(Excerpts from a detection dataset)
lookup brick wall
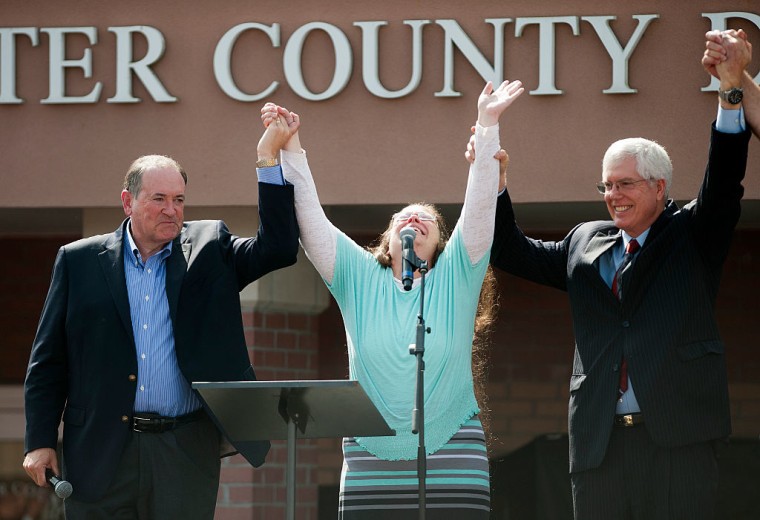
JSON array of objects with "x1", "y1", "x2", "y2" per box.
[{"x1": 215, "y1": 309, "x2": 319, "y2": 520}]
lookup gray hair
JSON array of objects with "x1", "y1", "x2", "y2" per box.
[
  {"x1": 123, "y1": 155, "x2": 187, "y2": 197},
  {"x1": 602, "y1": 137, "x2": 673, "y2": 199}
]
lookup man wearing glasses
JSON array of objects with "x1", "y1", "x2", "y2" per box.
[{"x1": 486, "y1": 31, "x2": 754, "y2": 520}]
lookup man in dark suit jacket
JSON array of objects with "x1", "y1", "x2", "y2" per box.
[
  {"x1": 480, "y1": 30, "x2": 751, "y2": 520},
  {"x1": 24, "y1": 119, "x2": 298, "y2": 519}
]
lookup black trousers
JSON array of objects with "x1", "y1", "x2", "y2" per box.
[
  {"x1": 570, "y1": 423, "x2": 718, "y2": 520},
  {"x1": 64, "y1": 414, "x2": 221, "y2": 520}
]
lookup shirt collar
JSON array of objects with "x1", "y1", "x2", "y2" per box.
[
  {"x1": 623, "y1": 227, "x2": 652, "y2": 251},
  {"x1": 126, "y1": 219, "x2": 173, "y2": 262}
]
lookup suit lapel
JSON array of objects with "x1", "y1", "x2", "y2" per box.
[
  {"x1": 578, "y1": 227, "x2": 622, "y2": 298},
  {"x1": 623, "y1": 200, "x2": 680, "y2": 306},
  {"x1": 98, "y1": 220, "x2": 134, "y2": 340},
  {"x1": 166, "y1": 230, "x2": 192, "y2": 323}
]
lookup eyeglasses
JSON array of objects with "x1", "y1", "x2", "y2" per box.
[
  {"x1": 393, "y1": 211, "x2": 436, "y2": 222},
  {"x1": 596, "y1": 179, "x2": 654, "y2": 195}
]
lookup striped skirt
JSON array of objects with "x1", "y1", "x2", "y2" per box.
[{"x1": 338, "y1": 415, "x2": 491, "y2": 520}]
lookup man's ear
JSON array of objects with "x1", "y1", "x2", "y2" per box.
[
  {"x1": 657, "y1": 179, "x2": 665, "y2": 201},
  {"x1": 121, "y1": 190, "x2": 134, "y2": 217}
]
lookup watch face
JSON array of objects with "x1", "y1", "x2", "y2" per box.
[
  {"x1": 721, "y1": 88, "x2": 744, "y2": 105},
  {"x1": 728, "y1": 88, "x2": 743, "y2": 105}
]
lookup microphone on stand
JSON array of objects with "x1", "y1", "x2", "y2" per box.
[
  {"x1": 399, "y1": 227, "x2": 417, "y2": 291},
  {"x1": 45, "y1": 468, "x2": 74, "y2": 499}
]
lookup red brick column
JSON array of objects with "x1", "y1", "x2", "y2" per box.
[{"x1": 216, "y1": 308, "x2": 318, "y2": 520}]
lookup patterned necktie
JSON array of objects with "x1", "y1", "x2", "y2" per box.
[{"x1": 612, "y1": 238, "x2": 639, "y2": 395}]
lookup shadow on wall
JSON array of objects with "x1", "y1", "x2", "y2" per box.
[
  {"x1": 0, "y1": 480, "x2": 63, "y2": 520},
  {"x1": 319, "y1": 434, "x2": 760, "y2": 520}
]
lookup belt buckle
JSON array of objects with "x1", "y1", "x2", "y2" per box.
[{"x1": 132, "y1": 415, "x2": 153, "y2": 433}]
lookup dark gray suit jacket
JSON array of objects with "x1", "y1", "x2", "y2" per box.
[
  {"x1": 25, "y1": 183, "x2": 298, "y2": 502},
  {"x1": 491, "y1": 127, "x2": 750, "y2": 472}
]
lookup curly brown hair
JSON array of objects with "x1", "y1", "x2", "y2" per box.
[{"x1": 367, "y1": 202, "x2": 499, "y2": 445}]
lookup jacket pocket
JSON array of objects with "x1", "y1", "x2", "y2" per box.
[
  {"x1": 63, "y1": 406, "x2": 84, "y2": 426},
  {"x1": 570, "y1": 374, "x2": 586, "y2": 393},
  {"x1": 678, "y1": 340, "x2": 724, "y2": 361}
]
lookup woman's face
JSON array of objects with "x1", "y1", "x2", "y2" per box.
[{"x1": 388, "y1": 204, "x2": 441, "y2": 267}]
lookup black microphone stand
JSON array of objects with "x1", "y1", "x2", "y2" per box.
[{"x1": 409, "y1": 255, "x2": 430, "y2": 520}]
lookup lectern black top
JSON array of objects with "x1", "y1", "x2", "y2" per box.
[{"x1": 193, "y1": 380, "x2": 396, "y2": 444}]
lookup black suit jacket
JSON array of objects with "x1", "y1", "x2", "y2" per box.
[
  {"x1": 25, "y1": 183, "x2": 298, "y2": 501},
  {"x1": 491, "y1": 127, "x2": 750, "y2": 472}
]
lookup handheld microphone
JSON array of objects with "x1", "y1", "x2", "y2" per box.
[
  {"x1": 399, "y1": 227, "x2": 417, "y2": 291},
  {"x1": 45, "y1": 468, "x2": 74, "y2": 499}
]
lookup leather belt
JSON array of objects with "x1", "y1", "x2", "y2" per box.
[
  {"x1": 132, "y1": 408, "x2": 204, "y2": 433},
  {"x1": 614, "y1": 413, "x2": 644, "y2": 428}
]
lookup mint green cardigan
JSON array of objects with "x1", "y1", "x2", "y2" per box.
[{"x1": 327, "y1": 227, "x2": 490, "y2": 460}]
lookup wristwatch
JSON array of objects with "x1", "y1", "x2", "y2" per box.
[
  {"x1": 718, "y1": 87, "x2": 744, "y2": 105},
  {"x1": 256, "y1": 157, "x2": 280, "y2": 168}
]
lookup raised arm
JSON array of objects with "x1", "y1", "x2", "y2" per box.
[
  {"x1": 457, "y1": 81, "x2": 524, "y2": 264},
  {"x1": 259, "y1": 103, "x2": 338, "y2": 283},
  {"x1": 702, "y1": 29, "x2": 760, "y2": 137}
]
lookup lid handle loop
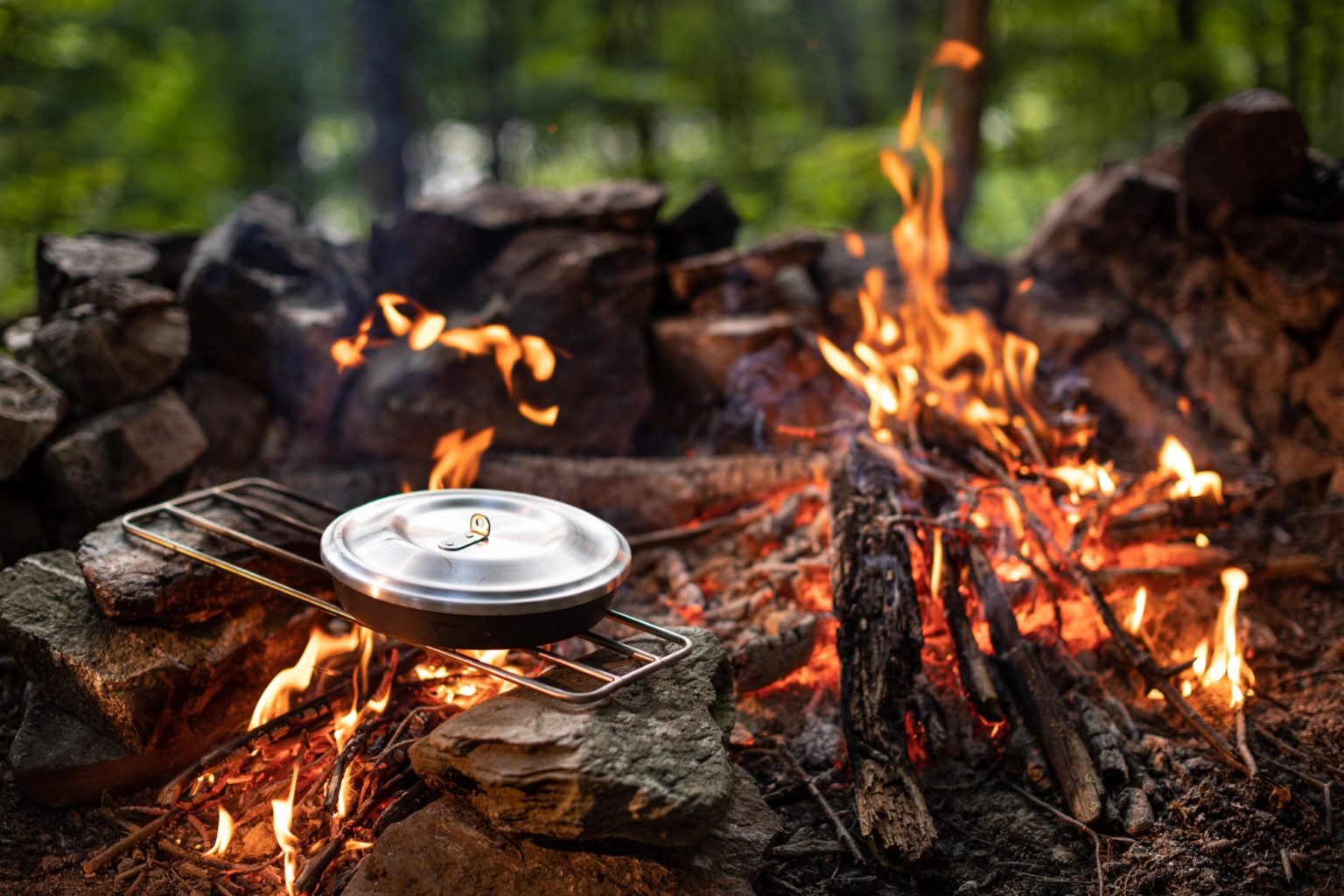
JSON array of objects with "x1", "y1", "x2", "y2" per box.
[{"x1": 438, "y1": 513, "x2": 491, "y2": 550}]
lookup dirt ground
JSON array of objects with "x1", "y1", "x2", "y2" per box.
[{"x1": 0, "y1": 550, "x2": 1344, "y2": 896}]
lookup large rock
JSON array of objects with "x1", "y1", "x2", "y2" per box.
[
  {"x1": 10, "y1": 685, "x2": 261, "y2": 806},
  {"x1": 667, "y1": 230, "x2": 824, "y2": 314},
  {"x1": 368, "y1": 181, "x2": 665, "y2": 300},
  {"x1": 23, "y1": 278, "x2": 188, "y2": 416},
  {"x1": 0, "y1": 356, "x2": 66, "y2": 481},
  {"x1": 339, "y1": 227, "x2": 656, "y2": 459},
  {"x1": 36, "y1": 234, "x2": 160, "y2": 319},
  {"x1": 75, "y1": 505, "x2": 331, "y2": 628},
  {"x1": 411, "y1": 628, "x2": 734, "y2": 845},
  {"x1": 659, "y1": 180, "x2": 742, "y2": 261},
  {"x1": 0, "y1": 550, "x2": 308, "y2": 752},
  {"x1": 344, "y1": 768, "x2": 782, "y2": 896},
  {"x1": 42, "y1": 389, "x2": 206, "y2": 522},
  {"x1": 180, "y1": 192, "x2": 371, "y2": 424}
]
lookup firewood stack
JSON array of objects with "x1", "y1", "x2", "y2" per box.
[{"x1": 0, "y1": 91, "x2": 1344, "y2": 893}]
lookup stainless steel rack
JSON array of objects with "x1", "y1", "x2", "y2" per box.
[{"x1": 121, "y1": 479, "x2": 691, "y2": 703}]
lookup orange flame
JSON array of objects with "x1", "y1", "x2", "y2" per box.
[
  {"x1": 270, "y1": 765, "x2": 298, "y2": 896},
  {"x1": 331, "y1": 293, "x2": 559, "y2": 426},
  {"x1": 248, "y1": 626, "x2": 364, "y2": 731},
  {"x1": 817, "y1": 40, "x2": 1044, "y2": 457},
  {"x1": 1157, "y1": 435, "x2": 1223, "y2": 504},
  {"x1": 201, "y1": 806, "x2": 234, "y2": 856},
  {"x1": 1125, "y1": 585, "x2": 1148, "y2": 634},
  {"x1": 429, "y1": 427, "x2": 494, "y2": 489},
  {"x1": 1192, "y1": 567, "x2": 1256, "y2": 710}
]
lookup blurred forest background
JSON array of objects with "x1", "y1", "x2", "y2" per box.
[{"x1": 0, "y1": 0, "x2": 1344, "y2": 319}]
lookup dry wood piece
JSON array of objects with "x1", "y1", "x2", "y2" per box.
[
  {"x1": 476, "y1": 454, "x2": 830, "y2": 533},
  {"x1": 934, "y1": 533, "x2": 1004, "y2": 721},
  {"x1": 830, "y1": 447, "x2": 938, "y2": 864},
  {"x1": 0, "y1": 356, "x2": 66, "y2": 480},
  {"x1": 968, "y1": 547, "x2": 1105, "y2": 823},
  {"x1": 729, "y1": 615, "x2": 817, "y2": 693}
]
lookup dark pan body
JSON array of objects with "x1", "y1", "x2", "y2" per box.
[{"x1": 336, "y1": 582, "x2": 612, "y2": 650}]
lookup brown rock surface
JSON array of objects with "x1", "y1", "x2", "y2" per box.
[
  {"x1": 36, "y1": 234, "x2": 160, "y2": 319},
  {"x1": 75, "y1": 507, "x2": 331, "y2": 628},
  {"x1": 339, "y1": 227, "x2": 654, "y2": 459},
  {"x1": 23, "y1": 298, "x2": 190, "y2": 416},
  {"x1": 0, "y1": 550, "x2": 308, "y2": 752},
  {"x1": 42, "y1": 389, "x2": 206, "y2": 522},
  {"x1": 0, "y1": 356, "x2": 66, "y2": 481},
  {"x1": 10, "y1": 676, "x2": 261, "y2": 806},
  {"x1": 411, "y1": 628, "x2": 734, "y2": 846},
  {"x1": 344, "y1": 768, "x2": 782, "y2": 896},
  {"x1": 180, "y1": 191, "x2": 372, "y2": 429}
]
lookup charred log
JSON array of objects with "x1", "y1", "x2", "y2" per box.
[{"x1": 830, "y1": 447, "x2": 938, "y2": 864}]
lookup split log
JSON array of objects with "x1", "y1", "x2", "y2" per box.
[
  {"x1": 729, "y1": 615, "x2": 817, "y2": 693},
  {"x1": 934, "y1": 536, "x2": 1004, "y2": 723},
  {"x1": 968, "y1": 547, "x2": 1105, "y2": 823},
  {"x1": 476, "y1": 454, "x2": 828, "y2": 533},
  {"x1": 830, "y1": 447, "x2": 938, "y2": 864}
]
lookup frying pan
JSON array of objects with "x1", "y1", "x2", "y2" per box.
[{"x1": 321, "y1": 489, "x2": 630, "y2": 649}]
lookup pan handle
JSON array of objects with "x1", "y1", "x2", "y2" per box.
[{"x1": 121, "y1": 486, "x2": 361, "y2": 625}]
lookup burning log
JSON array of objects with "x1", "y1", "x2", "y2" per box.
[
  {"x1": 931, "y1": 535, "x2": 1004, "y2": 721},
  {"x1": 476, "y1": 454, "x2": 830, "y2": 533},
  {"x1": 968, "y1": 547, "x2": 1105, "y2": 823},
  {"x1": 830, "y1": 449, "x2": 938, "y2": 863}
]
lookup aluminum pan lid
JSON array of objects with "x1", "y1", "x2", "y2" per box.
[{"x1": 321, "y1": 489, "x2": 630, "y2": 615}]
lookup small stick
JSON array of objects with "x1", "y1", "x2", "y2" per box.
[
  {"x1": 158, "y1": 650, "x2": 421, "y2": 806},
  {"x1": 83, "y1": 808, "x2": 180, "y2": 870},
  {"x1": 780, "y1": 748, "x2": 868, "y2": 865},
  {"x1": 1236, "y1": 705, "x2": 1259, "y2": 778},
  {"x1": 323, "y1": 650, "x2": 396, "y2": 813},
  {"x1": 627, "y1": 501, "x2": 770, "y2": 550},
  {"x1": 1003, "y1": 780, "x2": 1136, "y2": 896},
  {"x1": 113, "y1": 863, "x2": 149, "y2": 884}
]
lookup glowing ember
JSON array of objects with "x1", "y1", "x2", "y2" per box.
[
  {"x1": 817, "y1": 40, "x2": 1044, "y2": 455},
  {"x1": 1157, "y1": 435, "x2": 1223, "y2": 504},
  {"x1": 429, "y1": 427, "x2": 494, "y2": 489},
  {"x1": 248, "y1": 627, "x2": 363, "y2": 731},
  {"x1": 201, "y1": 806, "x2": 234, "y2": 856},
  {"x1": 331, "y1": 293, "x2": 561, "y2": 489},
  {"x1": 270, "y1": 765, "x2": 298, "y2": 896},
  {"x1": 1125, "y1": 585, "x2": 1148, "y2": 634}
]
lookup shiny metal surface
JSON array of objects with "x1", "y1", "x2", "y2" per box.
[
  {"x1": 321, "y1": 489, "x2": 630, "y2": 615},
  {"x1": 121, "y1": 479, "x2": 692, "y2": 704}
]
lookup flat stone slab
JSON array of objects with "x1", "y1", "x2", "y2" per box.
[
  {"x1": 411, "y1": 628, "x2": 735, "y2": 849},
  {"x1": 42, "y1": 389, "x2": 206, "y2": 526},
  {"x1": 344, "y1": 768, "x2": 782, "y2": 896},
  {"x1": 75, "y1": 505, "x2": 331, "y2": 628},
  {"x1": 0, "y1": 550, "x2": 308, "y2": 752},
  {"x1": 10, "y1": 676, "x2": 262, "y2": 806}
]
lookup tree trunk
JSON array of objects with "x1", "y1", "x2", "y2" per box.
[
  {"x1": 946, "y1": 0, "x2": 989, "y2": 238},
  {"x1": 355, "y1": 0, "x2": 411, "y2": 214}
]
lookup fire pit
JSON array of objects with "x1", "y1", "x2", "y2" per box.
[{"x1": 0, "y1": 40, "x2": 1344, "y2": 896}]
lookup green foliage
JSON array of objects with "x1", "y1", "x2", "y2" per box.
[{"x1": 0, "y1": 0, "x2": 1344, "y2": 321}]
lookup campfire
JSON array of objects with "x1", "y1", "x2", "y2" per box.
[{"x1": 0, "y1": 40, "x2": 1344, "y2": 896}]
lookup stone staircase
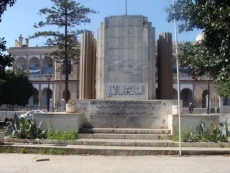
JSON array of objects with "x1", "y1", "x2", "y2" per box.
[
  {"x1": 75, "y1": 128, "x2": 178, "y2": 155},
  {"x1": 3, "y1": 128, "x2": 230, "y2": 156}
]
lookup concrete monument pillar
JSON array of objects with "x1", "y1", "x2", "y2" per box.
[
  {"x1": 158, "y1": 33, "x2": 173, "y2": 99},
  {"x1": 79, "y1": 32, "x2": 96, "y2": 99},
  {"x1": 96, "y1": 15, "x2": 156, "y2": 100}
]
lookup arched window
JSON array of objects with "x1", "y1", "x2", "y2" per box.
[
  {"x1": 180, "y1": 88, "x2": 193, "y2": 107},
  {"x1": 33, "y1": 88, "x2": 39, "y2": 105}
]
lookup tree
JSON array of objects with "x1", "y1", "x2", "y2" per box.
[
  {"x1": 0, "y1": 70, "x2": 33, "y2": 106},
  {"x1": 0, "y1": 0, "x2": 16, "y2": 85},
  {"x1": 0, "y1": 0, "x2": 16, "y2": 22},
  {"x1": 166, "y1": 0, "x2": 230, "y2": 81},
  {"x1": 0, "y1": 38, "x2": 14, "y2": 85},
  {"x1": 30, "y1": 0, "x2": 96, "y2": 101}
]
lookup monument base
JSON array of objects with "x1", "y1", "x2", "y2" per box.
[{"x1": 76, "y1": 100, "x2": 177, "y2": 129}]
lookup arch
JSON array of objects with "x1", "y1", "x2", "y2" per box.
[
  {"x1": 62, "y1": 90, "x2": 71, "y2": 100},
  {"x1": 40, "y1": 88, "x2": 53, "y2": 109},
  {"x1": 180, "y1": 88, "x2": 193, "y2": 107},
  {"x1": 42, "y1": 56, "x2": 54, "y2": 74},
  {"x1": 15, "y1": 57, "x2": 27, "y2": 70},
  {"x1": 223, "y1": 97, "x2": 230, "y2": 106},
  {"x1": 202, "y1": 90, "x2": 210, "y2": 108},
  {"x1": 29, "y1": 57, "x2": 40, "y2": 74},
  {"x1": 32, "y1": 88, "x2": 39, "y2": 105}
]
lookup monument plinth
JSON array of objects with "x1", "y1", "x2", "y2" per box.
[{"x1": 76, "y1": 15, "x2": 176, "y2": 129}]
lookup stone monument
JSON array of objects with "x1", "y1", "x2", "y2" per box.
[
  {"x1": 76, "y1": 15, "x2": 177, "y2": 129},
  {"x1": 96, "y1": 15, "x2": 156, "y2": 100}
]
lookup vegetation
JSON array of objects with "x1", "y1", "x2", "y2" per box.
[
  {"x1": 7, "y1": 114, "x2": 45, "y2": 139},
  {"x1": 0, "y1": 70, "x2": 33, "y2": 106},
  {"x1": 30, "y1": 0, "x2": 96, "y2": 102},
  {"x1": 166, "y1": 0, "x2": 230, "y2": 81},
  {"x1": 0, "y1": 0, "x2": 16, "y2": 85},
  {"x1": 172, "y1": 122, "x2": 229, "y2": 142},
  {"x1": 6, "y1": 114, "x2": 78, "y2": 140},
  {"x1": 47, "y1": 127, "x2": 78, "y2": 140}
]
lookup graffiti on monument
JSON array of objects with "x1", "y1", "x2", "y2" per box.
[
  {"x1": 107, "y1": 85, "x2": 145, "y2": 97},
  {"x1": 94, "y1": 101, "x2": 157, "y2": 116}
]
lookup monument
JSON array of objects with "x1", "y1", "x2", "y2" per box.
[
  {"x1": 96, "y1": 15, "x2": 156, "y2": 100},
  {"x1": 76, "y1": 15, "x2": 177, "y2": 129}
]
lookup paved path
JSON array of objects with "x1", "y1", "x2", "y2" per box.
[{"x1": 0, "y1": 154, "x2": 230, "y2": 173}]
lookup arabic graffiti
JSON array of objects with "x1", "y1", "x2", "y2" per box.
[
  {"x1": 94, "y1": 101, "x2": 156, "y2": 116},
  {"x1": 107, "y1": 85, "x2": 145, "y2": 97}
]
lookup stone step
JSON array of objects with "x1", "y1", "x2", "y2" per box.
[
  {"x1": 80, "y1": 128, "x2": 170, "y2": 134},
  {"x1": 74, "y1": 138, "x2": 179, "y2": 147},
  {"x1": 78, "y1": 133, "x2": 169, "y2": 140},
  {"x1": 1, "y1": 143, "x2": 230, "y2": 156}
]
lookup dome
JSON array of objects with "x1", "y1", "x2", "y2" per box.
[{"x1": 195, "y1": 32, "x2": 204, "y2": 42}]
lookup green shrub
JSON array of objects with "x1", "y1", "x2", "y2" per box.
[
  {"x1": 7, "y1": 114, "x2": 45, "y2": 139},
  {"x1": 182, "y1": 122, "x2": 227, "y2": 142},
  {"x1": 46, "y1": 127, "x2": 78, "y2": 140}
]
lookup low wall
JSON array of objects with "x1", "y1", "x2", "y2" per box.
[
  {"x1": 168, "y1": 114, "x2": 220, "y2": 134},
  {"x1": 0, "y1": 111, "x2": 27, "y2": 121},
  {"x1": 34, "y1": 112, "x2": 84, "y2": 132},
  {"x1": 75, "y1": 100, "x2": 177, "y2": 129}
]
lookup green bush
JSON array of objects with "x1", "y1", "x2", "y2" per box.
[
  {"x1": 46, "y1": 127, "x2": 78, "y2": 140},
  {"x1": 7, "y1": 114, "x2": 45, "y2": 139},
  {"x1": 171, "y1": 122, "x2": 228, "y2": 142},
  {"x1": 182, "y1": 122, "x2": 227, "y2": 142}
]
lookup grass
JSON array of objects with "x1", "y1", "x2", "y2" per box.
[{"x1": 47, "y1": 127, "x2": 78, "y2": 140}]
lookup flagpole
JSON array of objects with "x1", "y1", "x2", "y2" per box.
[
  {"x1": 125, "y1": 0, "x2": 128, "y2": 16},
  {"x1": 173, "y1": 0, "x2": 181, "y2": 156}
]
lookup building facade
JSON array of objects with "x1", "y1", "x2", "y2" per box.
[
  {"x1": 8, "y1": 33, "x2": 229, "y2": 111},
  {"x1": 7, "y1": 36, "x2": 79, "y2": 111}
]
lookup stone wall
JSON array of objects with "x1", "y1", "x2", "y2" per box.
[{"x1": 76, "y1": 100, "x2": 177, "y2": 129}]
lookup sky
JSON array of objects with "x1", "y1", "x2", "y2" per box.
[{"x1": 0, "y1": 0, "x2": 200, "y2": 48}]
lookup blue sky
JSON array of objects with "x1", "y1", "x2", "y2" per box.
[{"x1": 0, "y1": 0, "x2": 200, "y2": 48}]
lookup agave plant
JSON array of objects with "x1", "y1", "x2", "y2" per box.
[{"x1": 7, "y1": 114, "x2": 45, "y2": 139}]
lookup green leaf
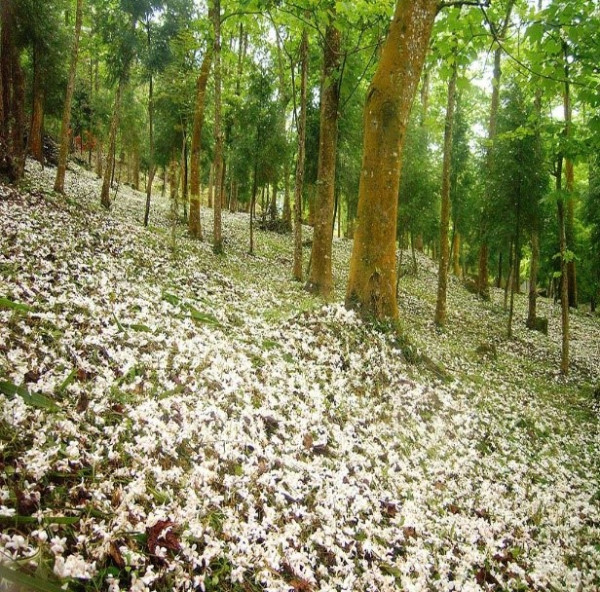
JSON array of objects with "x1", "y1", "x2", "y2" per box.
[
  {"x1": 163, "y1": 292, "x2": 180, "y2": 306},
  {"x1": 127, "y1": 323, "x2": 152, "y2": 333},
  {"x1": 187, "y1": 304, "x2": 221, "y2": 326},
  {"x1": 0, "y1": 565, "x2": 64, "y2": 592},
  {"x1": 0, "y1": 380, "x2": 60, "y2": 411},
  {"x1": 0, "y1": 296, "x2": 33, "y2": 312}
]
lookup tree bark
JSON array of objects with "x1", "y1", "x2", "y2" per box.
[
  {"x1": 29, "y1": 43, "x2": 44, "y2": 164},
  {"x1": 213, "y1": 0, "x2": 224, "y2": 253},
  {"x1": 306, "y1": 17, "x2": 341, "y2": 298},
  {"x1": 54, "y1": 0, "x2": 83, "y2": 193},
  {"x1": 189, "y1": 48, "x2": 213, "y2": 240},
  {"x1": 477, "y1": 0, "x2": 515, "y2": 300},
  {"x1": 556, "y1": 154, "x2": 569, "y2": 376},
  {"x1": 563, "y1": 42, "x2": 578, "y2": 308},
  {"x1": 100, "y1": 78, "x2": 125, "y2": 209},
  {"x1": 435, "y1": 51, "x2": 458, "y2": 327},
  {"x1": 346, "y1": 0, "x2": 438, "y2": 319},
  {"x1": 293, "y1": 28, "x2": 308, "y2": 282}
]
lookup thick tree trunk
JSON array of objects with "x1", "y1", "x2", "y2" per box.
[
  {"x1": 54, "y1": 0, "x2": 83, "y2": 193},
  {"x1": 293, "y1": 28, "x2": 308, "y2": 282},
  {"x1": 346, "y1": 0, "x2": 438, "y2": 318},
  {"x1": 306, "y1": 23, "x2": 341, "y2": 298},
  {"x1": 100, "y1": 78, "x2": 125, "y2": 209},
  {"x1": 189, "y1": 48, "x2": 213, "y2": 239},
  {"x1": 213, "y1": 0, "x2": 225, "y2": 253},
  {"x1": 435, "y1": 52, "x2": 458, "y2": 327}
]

[To be done]: Copy each line of the records above that contains the word "tree".

[Task output]:
lookup tree trunk
lookup tree
lookup tree bark
lookup thick tree trunk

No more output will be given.